_Dataset entries_:
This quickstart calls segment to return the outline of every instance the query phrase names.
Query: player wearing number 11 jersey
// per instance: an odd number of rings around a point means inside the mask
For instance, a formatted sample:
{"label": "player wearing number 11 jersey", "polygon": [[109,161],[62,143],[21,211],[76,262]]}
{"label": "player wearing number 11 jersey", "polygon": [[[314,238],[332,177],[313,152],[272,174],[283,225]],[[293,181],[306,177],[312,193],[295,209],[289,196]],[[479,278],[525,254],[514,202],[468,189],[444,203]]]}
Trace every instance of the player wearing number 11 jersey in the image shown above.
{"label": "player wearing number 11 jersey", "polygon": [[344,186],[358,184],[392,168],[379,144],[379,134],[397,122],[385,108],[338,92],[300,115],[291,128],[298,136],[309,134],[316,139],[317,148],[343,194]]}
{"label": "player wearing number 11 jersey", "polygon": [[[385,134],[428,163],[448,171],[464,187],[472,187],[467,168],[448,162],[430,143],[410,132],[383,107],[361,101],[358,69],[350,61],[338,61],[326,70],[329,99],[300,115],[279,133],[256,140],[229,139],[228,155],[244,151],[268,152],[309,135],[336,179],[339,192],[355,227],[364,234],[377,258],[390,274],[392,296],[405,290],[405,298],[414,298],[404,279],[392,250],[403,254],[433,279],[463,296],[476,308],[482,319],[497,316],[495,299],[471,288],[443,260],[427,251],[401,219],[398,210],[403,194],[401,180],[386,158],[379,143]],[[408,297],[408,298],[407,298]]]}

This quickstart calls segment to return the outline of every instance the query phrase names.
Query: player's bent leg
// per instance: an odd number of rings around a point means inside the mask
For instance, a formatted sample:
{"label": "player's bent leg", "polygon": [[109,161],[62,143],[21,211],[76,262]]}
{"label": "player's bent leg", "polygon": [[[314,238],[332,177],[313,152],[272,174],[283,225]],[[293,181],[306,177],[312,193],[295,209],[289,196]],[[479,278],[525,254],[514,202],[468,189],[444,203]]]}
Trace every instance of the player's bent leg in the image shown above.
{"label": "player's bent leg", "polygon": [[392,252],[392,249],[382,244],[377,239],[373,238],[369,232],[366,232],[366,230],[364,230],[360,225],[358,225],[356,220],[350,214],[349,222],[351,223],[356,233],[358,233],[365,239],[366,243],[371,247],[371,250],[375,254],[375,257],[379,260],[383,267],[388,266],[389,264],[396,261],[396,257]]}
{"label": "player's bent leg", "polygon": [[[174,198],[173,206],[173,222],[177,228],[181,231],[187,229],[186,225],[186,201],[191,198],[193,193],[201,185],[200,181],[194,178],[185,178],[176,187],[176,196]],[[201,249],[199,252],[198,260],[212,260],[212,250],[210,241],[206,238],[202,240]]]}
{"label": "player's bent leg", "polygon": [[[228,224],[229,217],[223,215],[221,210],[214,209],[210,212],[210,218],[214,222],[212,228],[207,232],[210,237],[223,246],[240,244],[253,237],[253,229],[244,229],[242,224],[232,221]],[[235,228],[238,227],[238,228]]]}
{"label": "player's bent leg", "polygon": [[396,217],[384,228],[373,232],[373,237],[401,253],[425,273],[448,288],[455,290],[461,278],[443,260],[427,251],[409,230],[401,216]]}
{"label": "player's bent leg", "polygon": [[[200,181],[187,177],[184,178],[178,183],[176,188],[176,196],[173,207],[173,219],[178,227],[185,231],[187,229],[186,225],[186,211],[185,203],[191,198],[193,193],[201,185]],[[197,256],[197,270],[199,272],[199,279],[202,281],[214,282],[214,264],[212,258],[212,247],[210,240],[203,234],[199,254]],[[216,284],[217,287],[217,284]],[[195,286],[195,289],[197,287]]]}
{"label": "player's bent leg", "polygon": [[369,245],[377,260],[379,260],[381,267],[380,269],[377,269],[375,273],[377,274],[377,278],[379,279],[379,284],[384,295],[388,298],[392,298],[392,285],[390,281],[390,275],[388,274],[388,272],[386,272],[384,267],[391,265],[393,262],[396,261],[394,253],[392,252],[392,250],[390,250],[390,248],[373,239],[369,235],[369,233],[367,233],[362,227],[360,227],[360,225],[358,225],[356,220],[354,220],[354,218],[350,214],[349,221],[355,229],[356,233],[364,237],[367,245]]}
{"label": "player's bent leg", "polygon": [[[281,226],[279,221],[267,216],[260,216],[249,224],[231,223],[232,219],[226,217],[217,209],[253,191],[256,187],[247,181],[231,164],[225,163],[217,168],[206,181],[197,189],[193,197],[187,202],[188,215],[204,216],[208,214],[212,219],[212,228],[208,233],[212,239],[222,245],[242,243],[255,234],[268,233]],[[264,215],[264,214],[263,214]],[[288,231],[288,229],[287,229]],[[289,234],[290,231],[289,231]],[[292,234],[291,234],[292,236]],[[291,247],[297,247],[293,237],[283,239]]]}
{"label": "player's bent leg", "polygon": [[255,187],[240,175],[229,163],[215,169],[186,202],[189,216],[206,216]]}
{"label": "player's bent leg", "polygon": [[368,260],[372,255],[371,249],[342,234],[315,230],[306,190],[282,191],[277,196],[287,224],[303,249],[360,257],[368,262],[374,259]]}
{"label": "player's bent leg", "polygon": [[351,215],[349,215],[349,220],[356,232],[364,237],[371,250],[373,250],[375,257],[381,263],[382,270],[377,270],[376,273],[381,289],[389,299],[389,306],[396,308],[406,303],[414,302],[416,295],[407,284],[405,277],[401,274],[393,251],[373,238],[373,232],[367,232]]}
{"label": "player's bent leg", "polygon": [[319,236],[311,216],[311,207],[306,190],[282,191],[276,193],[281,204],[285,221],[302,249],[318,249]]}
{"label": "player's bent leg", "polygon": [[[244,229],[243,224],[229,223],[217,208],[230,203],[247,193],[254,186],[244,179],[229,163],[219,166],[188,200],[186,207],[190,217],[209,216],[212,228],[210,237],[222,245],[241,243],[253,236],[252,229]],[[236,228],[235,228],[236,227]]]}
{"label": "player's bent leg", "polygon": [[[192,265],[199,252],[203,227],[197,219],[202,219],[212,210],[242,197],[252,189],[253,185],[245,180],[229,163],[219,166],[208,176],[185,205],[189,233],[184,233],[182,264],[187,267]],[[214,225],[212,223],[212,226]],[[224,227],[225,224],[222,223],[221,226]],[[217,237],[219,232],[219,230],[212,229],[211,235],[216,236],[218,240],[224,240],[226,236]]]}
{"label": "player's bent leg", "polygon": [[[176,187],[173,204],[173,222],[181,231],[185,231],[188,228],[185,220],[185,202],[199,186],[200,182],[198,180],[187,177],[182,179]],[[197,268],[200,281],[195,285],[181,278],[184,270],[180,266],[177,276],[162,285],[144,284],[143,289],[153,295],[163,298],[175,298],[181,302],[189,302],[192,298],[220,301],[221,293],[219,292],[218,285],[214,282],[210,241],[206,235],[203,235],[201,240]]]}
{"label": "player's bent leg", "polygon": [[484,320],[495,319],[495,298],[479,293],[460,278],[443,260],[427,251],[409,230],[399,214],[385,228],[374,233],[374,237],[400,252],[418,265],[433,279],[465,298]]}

_Exercise prompt_:
Reproduce the data in its entirety. Keep every character unchanged.

_Output of the exercise_:
This quickstart calls segment to return the outline of every instance the query phrase names.
Query: player wearing number 11 jersey
// per instance: an odd number of rings around a point means inside the mask
For instance, a formatted sample:
{"label": "player wearing number 11 jersey", "polygon": [[109,161],[62,143],[21,211],[76,262]]}
{"label": "player wearing number 11 jersey", "polygon": [[[314,238],[332,177],[313,152],[272,174],[283,225]],[[293,181],[306,177],[312,193],[295,209],[289,196]],[[479,278],[525,254],[514,202],[468,189],[444,203]]]}
Trace every instance of the player wearing number 11 jersey in the image shown above.
{"label": "player wearing number 11 jersey", "polygon": [[344,186],[358,184],[392,168],[379,144],[379,134],[397,122],[385,108],[338,92],[300,115],[291,128],[298,136],[309,134],[316,139],[317,148],[343,194]]}
{"label": "player wearing number 11 jersey", "polygon": [[[385,134],[428,163],[448,171],[464,187],[472,187],[467,168],[448,162],[430,143],[410,132],[383,107],[361,101],[358,69],[350,61],[338,61],[326,70],[329,99],[300,115],[279,133],[256,140],[229,139],[228,155],[244,151],[268,152],[309,135],[336,179],[339,192],[355,227],[364,234],[377,258],[390,274],[392,296],[405,290],[405,298],[414,298],[404,279],[392,250],[403,254],[433,279],[463,296],[476,308],[482,319],[497,316],[495,299],[471,288],[443,260],[427,251],[401,219],[398,210],[403,194],[401,180],[386,158],[379,143]],[[408,297],[408,298],[407,298]]]}

This quickstart calls segment to return the outline of every instance the query phrase names.
Query: player's bent leg
// per instance: an odd number of rings around a point means inside the mask
For instance, a formatted sample:
{"label": "player's bent leg", "polygon": [[109,161],[62,143],[21,211],[76,262]]}
{"label": "player's bent leg", "polygon": [[[314,238],[332,177],[313,152],[272,174],[283,225]],[[293,181],[306,177],[312,193],[295,209],[289,196]],[[479,278],[525,254],[514,202],[468,189],[444,203]]]}
Trace every instance of the player's bent leg in the image shown above.
{"label": "player's bent leg", "polygon": [[392,252],[392,249],[382,244],[377,239],[373,238],[369,232],[366,232],[366,230],[364,230],[360,225],[358,225],[356,220],[350,214],[349,222],[351,223],[356,233],[358,233],[365,239],[366,243],[371,247],[371,250],[375,254],[375,257],[379,260],[383,267],[388,266],[389,264],[396,261],[396,257]]}
{"label": "player's bent leg", "polygon": [[[174,198],[173,206],[173,222],[177,228],[181,231],[187,229],[186,225],[186,201],[191,198],[193,193],[201,185],[200,181],[194,178],[185,178],[176,187],[176,196]],[[201,249],[199,252],[198,260],[212,260],[212,250],[210,241],[206,238],[202,240]]]}
{"label": "player's bent leg", "polygon": [[[228,224],[229,217],[223,215],[221,210],[214,209],[210,212],[210,218],[214,222],[212,228],[207,232],[210,237],[223,246],[240,244],[253,237],[253,229],[244,229],[242,224],[232,221]],[[235,228],[238,227],[238,228]]]}
{"label": "player's bent leg", "polygon": [[396,217],[384,228],[373,232],[373,237],[401,253],[425,273],[448,288],[455,290],[461,278],[443,260],[427,251],[409,230],[401,216]]}
{"label": "player's bent leg", "polygon": [[[200,181],[187,177],[184,178],[178,183],[176,188],[176,196],[173,207],[173,219],[178,227],[185,231],[187,229],[186,225],[186,211],[185,203],[191,198],[193,193],[201,185]],[[197,256],[197,270],[199,272],[199,279],[202,281],[214,282],[214,264],[212,258],[212,247],[210,240],[203,234],[199,254]],[[216,284],[217,287],[217,284]],[[195,286],[195,289],[197,287]]]}
{"label": "player's bent leg", "polygon": [[369,245],[377,260],[379,260],[381,267],[380,269],[377,269],[375,273],[377,274],[377,278],[379,279],[379,284],[384,295],[388,298],[392,298],[392,285],[390,281],[390,275],[388,274],[388,272],[386,272],[384,267],[391,265],[393,262],[396,261],[394,253],[392,252],[392,250],[390,250],[390,248],[373,239],[369,235],[369,233],[367,233],[362,227],[360,227],[360,225],[358,225],[356,220],[354,220],[354,218],[350,214],[349,221],[355,229],[356,233],[364,237],[367,245]]}
{"label": "player's bent leg", "polygon": [[[281,226],[279,221],[267,216],[260,216],[249,224],[231,223],[232,219],[226,217],[217,209],[253,191],[256,187],[247,181],[231,164],[225,163],[217,168],[206,181],[197,189],[193,197],[187,202],[188,215],[204,216],[208,214],[212,219],[212,228],[208,233],[212,239],[222,245],[242,243],[255,234],[268,233]],[[264,215],[264,214],[263,214]],[[288,231],[288,229],[287,229]],[[289,234],[290,231],[289,231]],[[292,234],[291,234],[292,236]],[[291,247],[297,247],[293,237],[283,239]]]}
{"label": "player's bent leg", "polygon": [[255,187],[240,175],[229,163],[215,169],[186,202],[189,216],[206,216]]}
{"label": "player's bent leg", "polygon": [[368,260],[372,255],[371,249],[342,234],[315,230],[306,190],[282,191],[277,196],[287,224],[303,249],[360,257],[368,262],[374,259]]}
{"label": "player's bent leg", "polygon": [[351,215],[349,215],[349,220],[356,232],[364,237],[371,250],[373,250],[375,257],[381,263],[382,270],[377,270],[376,273],[381,289],[389,299],[389,306],[396,308],[406,303],[414,302],[416,295],[407,284],[405,277],[401,274],[393,251],[373,238],[373,232],[367,232]]}
{"label": "player's bent leg", "polygon": [[319,236],[311,216],[311,207],[306,190],[282,191],[276,193],[281,204],[285,221],[302,249],[318,249]]}
{"label": "player's bent leg", "polygon": [[[244,229],[243,224],[229,223],[217,208],[230,203],[247,193],[254,186],[244,179],[229,163],[219,166],[188,200],[186,207],[190,217],[209,216],[212,228],[210,237],[222,245],[241,243],[253,236],[252,229]],[[236,228],[235,228],[236,227]]]}
{"label": "player's bent leg", "polygon": [[[192,265],[199,252],[203,227],[197,219],[202,219],[212,210],[242,197],[252,189],[253,185],[245,180],[229,163],[219,166],[208,176],[185,205],[189,233],[184,233],[182,264],[187,267]],[[214,225],[212,223],[212,226]],[[224,227],[225,224],[222,223],[221,226]],[[217,237],[219,232],[219,230],[212,229],[211,235],[216,236],[218,240],[224,240],[226,236]]]}
{"label": "player's bent leg", "polygon": [[[176,187],[173,204],[173,222],[181,231],[185,231],[188,228],[185,220],[185,202],[199,186],[200,182],[198,180],[187,177],[182,179]],[[197,268],[200,281],[195,285],[181,278],[184,270],[180,266],[177,276],[162,285],[144,284],[143,289],[153,295],[163,298],[175,298],[181,302],[189,302],[192,298],[220,301],[221,293],[219,292],[218,285],[214,282],[210,241],[206,235],[203,235],[201,240]]]}
{"label": "player's bent leg", "polygon": [[484,320],[495,319],[495,298],[479,293],[460,278],[443,260],[427,251],[409,230],[399,214],[385,228],[374,233],[374,237],[400,252],[418,265],[433,279],[465,298]]}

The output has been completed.